● **Instruction**: Please reproduce the part of the text on thinking and consciousness that lies between "Thinking is the" and "in the experiment.", inclusive.

The Mindful Hack has often featured stories about the difference between the brain as an organ and the mind as your immaterial self. But there is also a distinction worth making between thinking and consciousness.

A recent post "Neuroscience: Yes, we do think while we are asleep. And we solve problems too" indirectly helps us understand that distinction. Let's look at one of the experimenets again:
In a 2004 study Ullrich Wagner and others in Jan Born's laboratory at the University of Lübeck in Germany elegantly demonstrated just how powerful sleep's processing of memories can be. They taught subjects how to solve a particular type of mathematical problem by using a long and tedious procedure and had them practice it about 100 times. The subjects were then sent away and told to come back 12 hours later, when they were instructed to try it another 200 times.

What the researchers had not told their subjects was that there is a much simpler way to solve these problems. The researchers could tell if and when subjects gained insight into this shortcut, because their speed would suddenly increase. Many of the subjects did, in fact, discover the trick during the second session. But when they got a night's worth of sleep between the two sessions, they were more than two and a half times more likely to figure it out-59 percent of the subjects who slept found the trick, compared with only 23 percent of those who stayed awake between the sessions. Somehow the sleeping brain was solving this problem, without even knowing that there was a problem to solve.
Notice that those people were thinking when they were not conscious. In fact, they couldn't solve the problem when they were conscious, but they solved it after they had become unconscious for a while.

Thinking is the use of mental patterns to assemble information and maybe solve problems. Clearly, we need not be conscious in order to think - although it is necessary to recognize a subject to think about, like the tedious math problem in the experiment.

Consciousness is our state of self-awareness. We may or may not be thinking when we are conscious, though we usually are. Many meditation traditions encourage the meditator to reduce thinking to a minimum in order to reach a profound meditative state.

● **Given entries**:
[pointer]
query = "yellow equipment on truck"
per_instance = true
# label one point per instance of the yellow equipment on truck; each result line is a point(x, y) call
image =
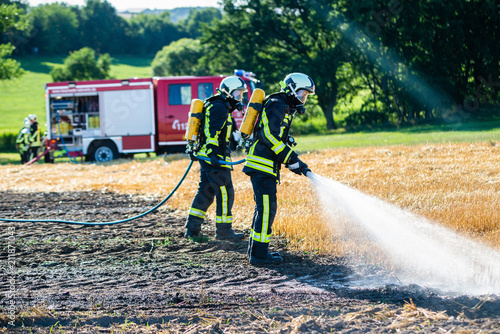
point(248, 124)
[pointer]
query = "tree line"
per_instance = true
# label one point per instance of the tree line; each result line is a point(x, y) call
point(58, 28)
point(406, 61)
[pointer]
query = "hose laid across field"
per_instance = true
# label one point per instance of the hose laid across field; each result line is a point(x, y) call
point(123, 220)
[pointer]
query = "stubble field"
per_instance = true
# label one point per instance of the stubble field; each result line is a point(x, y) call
point(143, 276)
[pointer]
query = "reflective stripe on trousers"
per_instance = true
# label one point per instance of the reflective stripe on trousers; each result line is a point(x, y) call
point(265, 206)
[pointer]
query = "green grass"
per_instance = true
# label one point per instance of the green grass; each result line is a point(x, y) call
point(436, 134)
point(25, 96)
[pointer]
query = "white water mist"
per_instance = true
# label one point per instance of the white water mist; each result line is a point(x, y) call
point(422, 252)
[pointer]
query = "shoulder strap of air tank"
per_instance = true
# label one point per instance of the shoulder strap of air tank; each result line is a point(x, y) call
point(216, 97)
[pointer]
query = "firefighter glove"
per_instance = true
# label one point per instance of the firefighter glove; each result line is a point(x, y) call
point(298, 167)
point(193, 156)
point(214, 159)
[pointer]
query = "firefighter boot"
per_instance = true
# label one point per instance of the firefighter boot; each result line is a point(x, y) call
point(193, 227)
point(224, 231)
point(194, 234)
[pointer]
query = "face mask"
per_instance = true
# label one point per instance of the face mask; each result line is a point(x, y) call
point(238, 95)
point(300, 109)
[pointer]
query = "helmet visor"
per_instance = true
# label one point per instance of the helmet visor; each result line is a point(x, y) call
point(302, 95)
point(238, 94)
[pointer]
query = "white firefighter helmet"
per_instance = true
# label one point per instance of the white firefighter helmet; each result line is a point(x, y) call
point(234, 87)
point(300, 85)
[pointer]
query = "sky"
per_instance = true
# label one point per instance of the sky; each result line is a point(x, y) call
point(151, 4)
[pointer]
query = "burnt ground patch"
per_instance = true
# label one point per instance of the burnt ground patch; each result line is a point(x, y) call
point(143, 276)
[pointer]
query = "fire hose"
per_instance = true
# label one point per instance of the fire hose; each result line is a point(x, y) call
point(222, 162)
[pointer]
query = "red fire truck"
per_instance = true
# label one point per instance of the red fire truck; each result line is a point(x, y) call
point(102, 120)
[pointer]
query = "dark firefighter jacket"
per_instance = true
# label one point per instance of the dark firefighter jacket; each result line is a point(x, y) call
point(269, 150)
point(217, 128)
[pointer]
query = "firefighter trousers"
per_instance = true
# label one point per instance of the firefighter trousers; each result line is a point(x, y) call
point(214, 184)
point(264, 188)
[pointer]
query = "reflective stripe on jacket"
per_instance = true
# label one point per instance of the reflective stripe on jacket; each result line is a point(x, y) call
point(35, 136)
point(217, 127)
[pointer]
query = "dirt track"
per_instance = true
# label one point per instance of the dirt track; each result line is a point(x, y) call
point(143, 276)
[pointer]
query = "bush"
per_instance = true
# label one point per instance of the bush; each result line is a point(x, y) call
point(366, 118)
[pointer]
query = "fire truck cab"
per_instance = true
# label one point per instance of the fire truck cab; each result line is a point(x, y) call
point(103, 120)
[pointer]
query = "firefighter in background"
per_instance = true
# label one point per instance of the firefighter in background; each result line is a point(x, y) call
point(270, 150)
point(215, 179)
point(23, 141)
point(36, 140)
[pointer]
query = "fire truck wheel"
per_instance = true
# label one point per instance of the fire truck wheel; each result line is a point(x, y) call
point(103, 152)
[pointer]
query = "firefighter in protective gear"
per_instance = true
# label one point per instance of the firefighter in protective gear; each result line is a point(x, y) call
point(215, 178)
point(23, 142)
point(269, 151)
point(36, 140)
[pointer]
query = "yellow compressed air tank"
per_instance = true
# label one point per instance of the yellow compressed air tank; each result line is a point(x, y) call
point(253, 110)
point(194, 121)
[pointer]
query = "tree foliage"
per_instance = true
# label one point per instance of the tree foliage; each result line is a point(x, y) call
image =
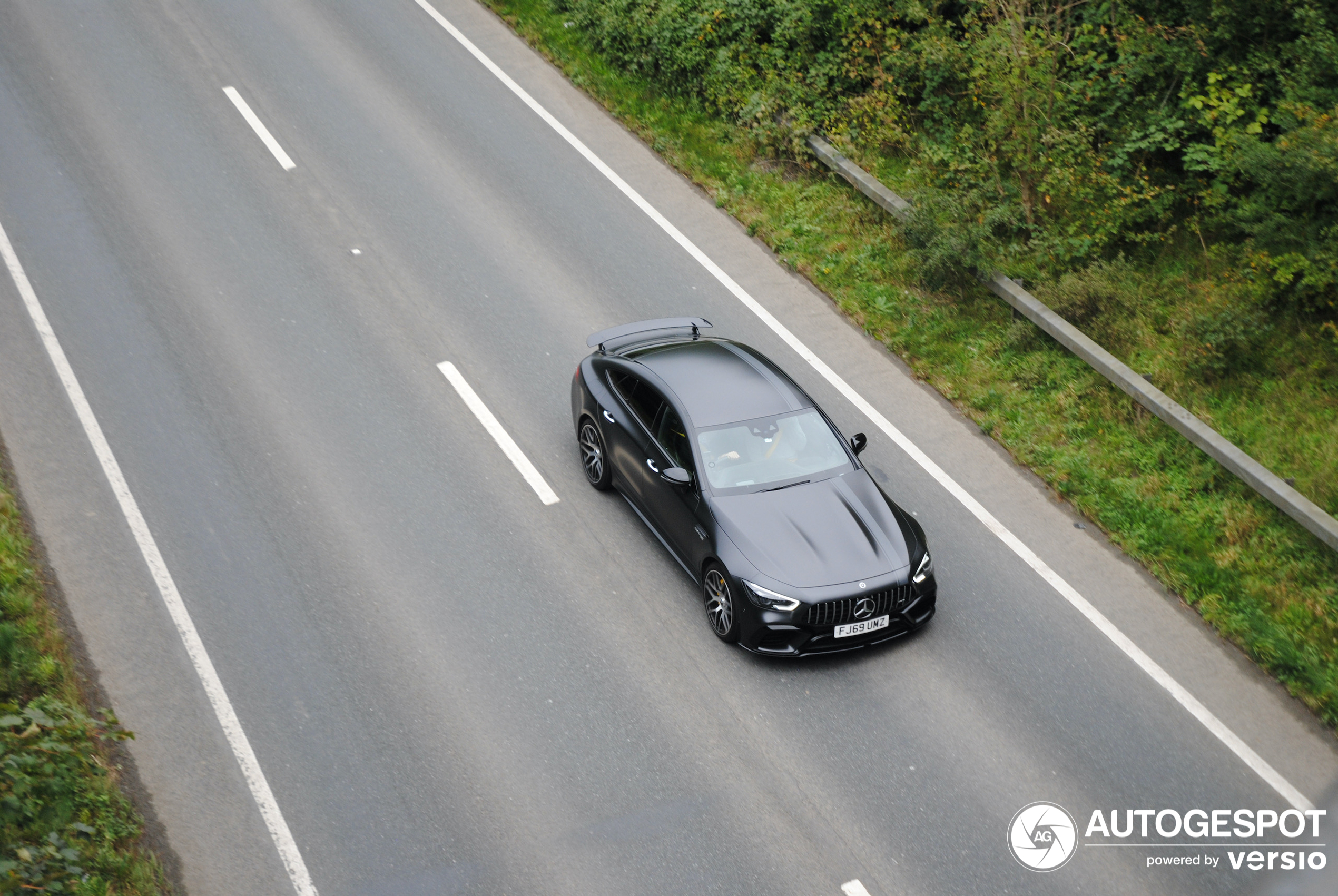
point(1037, 135)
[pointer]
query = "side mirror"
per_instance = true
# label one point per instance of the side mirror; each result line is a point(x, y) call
point(676, 475)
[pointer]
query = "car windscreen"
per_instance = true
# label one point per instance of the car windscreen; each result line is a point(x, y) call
point(771, 451)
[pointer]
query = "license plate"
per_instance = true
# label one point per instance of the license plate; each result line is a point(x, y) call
point(861, 627)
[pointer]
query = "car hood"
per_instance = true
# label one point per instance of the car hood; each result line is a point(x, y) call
point(826, 533)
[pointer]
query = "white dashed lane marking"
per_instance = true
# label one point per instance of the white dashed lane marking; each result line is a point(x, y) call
point(505, 442)
point(259, 126)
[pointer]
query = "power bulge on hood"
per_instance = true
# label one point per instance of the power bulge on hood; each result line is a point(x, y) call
point(751, 487)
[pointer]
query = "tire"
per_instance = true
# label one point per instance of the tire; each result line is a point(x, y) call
point(722, 606)
point(595, 459)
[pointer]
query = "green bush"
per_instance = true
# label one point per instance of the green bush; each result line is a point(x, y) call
point(1035, 137)
point(65, 824)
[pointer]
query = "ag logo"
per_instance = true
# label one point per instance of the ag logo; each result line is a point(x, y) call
point(1042, 836)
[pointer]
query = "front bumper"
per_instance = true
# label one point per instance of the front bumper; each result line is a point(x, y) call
point(772, 636)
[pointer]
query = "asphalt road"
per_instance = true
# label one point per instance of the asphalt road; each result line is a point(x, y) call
point(451, 686)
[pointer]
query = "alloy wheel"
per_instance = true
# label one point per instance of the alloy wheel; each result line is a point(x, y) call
point(720, 605)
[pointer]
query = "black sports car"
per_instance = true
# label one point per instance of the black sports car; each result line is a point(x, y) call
point(751, 488)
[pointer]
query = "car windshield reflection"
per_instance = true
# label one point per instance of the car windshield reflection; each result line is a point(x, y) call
point(760, 454)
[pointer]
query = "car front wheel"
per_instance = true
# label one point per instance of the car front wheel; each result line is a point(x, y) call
point(722, 612)
point(593, 457)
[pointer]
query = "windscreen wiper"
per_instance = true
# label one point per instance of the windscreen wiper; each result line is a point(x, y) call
point(803, 482)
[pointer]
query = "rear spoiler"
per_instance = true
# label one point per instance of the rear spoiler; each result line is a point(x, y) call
point(648, 327)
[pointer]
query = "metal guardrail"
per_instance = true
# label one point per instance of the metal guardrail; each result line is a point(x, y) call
point(1250, 471)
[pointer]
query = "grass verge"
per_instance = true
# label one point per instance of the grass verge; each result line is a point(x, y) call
point(65, 824)
point(1267, 384)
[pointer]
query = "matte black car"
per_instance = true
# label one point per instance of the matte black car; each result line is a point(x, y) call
point(752, 488)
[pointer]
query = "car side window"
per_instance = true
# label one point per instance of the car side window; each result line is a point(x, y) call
point(673, 438)
point(640, 399)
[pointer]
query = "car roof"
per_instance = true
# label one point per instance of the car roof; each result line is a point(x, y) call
point(720, 381)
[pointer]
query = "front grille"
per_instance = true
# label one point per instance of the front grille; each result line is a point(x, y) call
point(838, 613)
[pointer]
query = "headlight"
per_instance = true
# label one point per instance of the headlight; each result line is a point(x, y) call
point(923, 570)
point(770, 599)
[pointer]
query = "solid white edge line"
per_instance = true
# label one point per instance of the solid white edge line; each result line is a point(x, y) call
point(505, 442)
point(237, 740)
point(1104, 625)
point(259, 126)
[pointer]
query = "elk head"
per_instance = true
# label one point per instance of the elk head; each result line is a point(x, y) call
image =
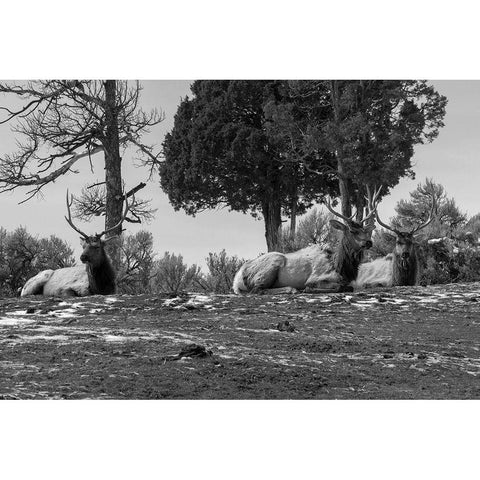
point(93, 246)
point(405, 240)
point(357, 235)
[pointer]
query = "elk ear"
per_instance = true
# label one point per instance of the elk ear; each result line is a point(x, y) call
point(338, 225)
point(390, 237)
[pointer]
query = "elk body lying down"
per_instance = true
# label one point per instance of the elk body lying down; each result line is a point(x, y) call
point(96, 277)
point(399, 268)
point(312, 268)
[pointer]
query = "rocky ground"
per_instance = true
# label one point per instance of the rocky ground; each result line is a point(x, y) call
point(399, 343)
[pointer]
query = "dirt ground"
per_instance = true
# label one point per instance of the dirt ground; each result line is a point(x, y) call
point(399, 343)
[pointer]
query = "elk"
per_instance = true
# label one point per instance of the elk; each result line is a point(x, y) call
point(399, 268)
point(97, 277)
point(313, 268)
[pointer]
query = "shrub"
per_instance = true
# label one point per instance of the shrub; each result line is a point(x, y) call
point(170, 275)
point(221, 271)
point(313, 228)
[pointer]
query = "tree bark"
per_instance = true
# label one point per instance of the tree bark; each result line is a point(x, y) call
point(343, 187)
point(113, 172)
point(339, 154)
point(273, 220)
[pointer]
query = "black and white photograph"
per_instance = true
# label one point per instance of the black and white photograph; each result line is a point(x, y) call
point(240, 242)
point(240, 239)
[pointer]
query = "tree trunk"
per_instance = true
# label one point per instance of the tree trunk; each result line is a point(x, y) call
point(343, 187)
point(293, 213)
point(273, 220)
point(113, 172)
point(339, 153)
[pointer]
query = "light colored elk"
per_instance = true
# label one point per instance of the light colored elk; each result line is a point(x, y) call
point(399, 268)
point(314, 268)
point(96, 277)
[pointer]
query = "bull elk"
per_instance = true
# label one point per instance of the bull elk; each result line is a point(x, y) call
point(314, 268)
point(97, 277)
point(399, 268)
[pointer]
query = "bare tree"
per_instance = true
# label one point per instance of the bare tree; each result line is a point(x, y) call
point(61, 122)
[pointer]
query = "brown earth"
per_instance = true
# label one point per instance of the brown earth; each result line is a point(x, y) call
point(399, 343)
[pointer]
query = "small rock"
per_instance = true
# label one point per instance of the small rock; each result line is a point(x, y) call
point(191, 350)
point(285, 326)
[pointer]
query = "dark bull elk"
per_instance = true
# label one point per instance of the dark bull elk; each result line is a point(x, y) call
point(399, 268)
point(96, 277)
point(314, 268)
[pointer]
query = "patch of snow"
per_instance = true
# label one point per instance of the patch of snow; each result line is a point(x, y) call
point(171, 301)
point(65, 313)
point(5, 321)
point(115, 338)
point(34, 338)
point(111, 300)
point(16, 312)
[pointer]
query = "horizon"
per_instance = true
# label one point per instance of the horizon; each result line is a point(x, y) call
point(445, 160)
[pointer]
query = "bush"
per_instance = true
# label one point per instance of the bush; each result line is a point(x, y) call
point(22, 256)
point(313, 228)
point(136, 263)
point(221, 272)
point(170, 275)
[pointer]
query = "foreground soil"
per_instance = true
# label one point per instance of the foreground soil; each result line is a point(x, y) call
point(399, 343)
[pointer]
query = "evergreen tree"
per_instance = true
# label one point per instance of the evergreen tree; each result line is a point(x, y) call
point(223, 151)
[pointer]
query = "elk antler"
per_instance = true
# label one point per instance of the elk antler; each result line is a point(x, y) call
point(69, 219)
point(127, 207)
point(431, 216)
point(372, 202)
point(338, 214)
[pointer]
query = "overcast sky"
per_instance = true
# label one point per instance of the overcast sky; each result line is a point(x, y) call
point(450, 160)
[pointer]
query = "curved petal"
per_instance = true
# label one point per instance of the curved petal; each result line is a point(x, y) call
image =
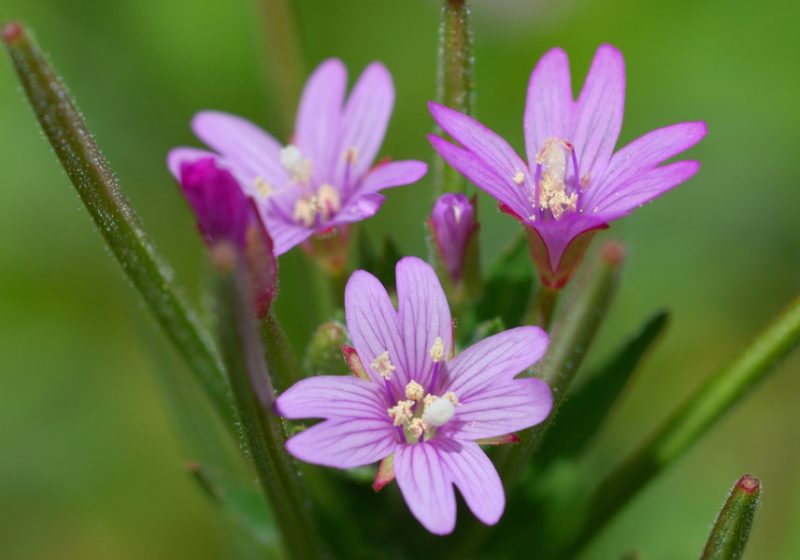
point(392, 174)
point(344, 443)
point(502, 408)
point(318, 125)
point(252, 152)
point(644, 188)
point(424, 316)
point(495, 360)
point(598, 117)
point(372, 322)
point(645, 153)
point(475, 477)
point(357, 209)
point(332, 396)
point(426, 487)
point(177, 156)
point(483, 176)
point(487, 146)
point(549, 108)
point(366, 116)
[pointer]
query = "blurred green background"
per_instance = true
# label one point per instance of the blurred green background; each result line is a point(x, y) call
point(90, 464)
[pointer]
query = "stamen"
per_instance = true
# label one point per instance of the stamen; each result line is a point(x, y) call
point(263, 188)
point(383, 365)
point(437, 350)
point(439, 412)
point(414, 391)
point(299, 168)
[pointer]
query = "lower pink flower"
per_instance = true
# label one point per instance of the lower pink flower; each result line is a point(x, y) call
point(416, 402)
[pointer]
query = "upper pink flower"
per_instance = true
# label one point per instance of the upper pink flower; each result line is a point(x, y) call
point(324, 177)
point(572, 181)
point(416, 402)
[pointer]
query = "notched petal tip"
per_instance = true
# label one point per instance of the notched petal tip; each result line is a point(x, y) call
point(12, 31)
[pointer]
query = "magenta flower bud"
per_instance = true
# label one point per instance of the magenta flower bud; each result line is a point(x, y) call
point(453, 223)
point(221, 207)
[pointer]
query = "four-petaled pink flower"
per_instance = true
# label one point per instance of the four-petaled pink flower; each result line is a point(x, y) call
point(571, 183)
point(418, 404)
point(324, 178)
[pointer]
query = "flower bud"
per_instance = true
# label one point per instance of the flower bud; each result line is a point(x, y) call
point(453, 224)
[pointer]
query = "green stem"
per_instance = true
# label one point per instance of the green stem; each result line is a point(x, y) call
point(455, 82)
point(98, 188)
point(281, 361)
point(732, 528)
point(254, 397)
point(719, 394)
point(285, 56)
point(570, 341)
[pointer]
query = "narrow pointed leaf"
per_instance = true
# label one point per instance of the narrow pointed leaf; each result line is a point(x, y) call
point(98, 188)
point(585, 412)
point(732, 528)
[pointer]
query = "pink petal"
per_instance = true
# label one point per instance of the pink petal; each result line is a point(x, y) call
point(332, 396)
point(357, 209)
point(549, 108)
point(495, 360)
point(344, 443)
point(392, 174)
point(372, 322)
point(475, 476)
point(425, 486)
point(318, 125)
point(599, 111)
point(483, 176)
point(502, 408)
point(424, 316)
point(644, 188)
point(486, 146)
point(645, 153)
point(366, 116)
point(251, 151)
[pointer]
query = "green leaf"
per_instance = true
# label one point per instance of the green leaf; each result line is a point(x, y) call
point(585, 412)
point(508, 286)
point(99, 190)
point(732, 528)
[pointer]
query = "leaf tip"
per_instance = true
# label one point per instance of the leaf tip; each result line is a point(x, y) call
point(749, 484)
point(12, 31)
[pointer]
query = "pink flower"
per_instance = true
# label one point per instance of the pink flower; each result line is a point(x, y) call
point(324, 177)
point(418, 404)
point(572, 182)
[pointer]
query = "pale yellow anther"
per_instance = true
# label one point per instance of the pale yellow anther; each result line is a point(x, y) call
point(417, 427)
point(263, 189)
point(328, 201)
point(401, 412)
point(351, 155)
point(383, 365)
point(305, 211)
point(298, 167)
point(414, 391)
point(437, 350)
point(552, 187)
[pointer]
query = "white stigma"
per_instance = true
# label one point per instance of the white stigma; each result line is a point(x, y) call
point(437, 350)
point(383, 365)
point(298, 167)
point(439, 412)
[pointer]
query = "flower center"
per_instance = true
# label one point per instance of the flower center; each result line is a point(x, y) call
point(552, 196)
point(420, 416)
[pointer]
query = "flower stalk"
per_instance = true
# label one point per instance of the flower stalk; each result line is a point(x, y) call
point(254, 396)
point(732, 528)
point(455, 81)
point(718, 395)
point(99, 190)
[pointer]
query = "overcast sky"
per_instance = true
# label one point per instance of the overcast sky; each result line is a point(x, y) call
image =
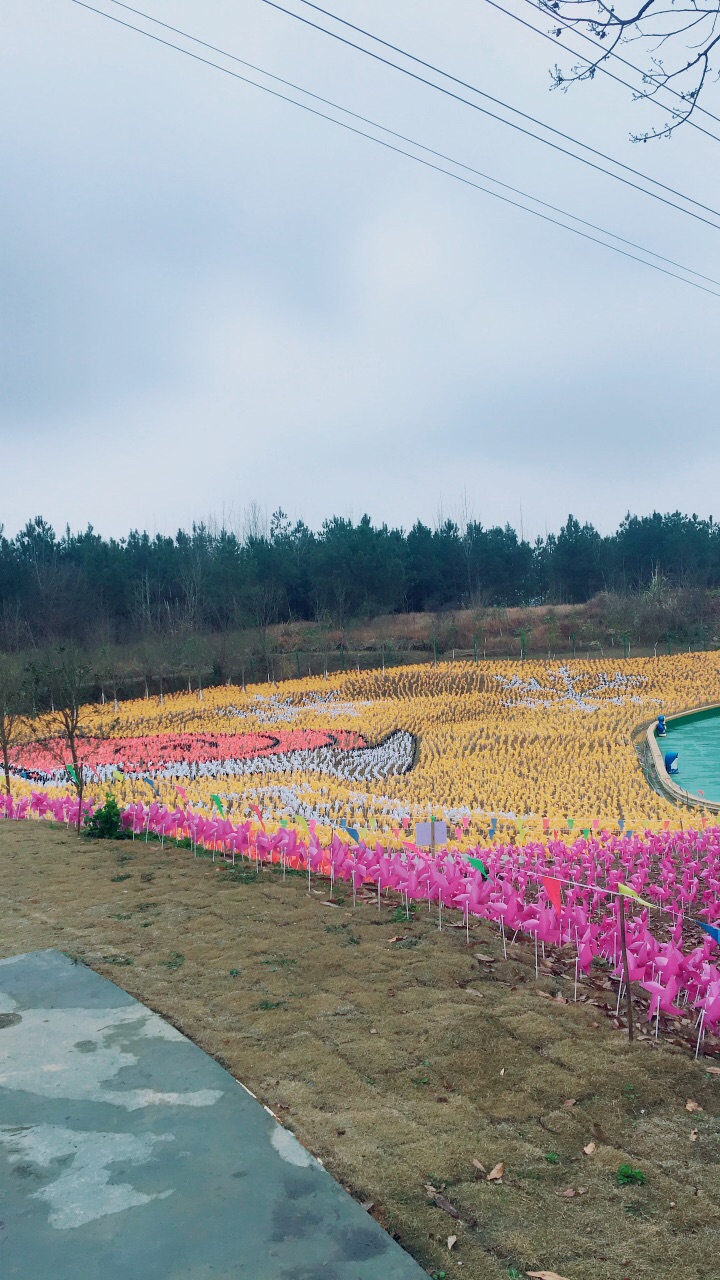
point(210, 298)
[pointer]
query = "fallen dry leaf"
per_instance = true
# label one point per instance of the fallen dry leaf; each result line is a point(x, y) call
point(545, 1275)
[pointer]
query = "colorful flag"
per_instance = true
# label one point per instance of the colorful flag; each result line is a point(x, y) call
point(478, 864)
point(710, 929)
point(554, 891)
point(630, 892)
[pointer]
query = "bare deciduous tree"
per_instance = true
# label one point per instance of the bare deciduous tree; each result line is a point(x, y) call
point(65, 727)
point(677, 41)
point(13, 705)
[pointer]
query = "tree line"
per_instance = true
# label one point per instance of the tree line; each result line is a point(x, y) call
point(86, 589)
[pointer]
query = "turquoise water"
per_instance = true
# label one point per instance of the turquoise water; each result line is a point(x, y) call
point(697, 741)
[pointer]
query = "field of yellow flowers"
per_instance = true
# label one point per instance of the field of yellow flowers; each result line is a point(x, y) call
point(515, 748)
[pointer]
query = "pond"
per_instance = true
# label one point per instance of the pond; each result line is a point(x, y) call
point(696, 739)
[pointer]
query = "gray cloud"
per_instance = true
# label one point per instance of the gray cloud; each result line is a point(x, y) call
point(209, 298)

● **Worked solution**:
Thinking is the use of mental patterns to assemble information and maybe solve problems. Clearly, we need not be conscious in order to think - although it is necessary to recognize a subject to think about, like the tedious math problem in the experiment.